問題:
a) 不登校の体験をつづった文章のうち、「国語や算数などの勉強をするだ」から始まり「で不安でたまりませんでした。」で終わる部分を書き出せ。
b) 不登校の体験をつづった文章をもとに、次の問いに答えよ。
(i) 体験をまとめた漫画は何年に出版されたか。
(ii) 学校へ行かなくなってから、家に来るようになったのはどんな人たちか。
(iii) 講演会には、親御さんのほかにどの世代の人が来るか。

提示文:
------

小学校は行ったり行かなかったりという感じでしたが、中学校にはほとんど通っていません。その実体験をまとめた漫画『学校へ行けない僕と9人の先生』(双葉社)を2015年に出版しました。
学校へ行かなくなってから、僕の家には両親が頼んだ家庭教師やカウンセラーの人たちが来るようになりました。
国語や算数などの勉強をするだけではなく、近所の公園に遊びに行ったり、ドライブに連れて行ってもらうこともありましたが、それでも僕の心のなかは不安でいっぱいでした。
そういう時間を僕がすごしている間に、友だちは学校にいます。教室で授業を受け、休み時間にはみんなで遊んでいるんだろうなって思うと、自分とみんなの世界がどんどん離れていくような気持ちになって、不安で不安でたまりませんでした。
不登校の特効薬を探しても
漫画を出版したことで、講演会の講師として声をかけていただく機会も増えました。講演会には親御さんだけでなく、祖父母世代の方も見えられます。
僕は不登校の専門家ではありません。ですから、みなさんの悩みに対して具体的なアドバイスを返すなんてことはできないんですが、お話をよく聞いていると「特効薬」を探しておられるように感じることがしばしばあります。

------

データ抜粋:

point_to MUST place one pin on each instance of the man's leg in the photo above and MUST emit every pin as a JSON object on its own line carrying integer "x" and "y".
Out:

------

解答:
a)
国語や算数などの勉強をするだけではなく、近所の公園に遊びに行ったり、ドライブに連れて行ってもらうこともありましたが、それでも僕の心のなかは不安でいっぱいでした。
そういう時間を僕がすごしている間に、友だちは学校にいます。教室で授業を受け、休み時間にはみんなで遊んでいるんだろうなって思うと、自分とみんなの世界がどんどん離れていくような気持ちになって、不安で不安でたまりませんでした。

b)
(i) 2015年
(ii) 両親が頼んだ家庭教師やカウンセラーの人たち
(iii) 祖父母世代の人